Requirements — Duplicate the lines from the line with "Query: central stained glass window" to the line with "[[188, 450], [261, 453], [261, 284], [226, 208], [192, 286]]", including both of those lines.

▼▼▼

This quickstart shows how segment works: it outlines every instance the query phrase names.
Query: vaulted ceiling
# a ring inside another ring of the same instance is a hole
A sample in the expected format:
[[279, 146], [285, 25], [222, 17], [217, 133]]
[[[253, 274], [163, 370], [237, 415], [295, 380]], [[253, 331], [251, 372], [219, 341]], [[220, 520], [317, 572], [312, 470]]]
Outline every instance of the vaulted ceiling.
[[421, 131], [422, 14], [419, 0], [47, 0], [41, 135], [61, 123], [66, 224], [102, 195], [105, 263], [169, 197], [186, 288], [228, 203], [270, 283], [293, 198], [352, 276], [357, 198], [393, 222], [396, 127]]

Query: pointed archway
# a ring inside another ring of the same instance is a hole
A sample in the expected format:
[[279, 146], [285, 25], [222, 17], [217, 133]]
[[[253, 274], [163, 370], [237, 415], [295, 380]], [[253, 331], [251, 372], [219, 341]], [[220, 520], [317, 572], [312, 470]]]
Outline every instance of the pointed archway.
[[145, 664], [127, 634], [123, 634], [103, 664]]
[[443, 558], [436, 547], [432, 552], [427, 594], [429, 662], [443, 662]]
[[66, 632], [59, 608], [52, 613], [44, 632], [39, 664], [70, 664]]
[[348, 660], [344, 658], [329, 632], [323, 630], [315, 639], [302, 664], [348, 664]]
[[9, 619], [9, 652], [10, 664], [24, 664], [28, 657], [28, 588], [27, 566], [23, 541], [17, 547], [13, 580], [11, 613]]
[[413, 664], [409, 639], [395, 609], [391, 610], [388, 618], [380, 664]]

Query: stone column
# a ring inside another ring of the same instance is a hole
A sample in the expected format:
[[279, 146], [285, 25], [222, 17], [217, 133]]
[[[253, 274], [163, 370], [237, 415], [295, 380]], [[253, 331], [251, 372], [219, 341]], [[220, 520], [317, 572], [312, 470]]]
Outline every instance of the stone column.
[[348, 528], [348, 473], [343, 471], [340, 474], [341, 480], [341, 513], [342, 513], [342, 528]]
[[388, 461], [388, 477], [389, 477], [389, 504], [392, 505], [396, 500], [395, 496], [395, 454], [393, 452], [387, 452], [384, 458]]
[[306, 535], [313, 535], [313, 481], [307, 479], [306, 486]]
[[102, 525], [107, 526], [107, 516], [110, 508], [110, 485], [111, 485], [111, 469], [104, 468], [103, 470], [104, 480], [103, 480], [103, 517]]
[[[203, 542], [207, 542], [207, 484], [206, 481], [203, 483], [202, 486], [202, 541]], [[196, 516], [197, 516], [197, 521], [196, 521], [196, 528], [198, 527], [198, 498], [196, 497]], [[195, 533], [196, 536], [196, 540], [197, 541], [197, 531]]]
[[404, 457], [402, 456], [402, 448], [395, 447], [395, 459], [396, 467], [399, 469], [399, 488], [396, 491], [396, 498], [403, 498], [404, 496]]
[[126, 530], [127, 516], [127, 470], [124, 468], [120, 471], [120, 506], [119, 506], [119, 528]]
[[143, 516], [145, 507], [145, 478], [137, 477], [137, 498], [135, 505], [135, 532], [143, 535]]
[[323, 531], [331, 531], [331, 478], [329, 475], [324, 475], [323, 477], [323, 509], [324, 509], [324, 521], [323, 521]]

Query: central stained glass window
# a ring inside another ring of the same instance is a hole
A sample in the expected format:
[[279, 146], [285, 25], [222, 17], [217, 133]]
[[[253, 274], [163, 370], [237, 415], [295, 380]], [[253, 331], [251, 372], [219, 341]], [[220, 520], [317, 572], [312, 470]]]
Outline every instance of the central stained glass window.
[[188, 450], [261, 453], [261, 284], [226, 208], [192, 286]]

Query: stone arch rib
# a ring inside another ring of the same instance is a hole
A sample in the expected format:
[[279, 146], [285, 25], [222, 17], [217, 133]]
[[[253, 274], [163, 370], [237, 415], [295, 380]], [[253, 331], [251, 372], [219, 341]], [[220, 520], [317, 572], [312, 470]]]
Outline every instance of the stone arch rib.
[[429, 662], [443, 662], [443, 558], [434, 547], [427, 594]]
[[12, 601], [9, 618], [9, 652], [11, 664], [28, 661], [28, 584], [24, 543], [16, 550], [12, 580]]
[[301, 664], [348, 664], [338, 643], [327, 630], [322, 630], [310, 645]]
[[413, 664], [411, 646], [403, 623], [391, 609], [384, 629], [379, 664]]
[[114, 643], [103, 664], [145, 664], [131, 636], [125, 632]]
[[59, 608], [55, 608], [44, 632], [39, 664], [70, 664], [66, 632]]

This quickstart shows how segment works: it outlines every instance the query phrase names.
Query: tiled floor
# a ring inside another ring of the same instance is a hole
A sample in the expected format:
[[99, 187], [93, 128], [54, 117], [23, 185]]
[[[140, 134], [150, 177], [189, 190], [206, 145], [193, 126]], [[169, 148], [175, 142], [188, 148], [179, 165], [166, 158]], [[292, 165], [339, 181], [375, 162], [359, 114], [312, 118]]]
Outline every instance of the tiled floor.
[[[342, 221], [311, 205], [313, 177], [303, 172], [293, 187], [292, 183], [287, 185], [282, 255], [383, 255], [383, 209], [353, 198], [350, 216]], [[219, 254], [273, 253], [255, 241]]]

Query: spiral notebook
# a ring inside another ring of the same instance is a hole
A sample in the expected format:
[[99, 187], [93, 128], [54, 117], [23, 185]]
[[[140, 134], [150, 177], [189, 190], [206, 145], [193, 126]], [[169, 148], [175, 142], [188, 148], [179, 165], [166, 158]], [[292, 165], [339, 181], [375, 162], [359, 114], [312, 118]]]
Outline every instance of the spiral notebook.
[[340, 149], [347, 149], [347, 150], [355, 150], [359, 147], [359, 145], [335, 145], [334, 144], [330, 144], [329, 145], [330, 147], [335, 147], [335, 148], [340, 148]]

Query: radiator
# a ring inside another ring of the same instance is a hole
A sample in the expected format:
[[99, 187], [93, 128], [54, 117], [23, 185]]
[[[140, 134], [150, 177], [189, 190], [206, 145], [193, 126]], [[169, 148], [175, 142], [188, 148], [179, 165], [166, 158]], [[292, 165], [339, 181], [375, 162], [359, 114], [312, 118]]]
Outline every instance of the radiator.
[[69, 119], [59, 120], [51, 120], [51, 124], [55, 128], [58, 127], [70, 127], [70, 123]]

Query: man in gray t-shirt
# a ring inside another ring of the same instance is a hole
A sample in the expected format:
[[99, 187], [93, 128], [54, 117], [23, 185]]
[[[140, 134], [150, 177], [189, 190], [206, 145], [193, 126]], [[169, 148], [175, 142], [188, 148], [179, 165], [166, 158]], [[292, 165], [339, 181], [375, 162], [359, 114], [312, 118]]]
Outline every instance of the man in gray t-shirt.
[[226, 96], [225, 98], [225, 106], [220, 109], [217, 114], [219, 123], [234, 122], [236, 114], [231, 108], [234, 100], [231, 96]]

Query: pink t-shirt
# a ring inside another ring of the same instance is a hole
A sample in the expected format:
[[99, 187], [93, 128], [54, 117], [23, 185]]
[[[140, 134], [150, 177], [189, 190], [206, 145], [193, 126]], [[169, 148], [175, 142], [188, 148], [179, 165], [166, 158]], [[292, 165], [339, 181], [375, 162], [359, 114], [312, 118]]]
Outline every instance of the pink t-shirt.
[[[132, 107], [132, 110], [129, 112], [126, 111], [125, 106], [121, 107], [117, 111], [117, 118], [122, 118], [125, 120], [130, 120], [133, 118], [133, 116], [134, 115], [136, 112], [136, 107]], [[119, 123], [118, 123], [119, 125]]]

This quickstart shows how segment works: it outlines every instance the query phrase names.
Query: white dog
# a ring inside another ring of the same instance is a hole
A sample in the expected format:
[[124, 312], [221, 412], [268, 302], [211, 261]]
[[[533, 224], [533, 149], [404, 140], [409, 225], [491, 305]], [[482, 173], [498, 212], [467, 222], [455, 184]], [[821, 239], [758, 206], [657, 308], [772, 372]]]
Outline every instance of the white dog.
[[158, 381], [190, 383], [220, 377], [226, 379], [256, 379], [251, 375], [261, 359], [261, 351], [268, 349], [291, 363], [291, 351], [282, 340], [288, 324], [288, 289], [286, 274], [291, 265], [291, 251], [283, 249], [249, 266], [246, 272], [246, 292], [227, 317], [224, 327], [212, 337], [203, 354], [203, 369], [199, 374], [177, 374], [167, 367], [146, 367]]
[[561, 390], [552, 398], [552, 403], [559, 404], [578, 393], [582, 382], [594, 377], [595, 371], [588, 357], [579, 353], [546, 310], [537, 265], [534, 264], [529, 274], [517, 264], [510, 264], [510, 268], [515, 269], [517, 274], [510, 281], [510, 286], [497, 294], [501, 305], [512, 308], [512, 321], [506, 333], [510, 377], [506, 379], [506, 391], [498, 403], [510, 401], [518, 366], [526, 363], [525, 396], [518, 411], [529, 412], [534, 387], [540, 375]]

▲▲▲

The result —
Query: central stained glass window
# a ring inside another ring of the same instance is a hole
A sample in the expected format:
[[279, 146], [285, 25], [222, 17], [217, 133]]
[[[253, 274], [163, 370], [237, 415], [295, 380]], [[253, 331], [251, 372], [219, 341]], [[220, 520], [317, 572], [312, 470]]]
Outline every instance of the central stained glass window.
[[188, 450], [261, 453], [261, 284], [226, 208], [192, 286]]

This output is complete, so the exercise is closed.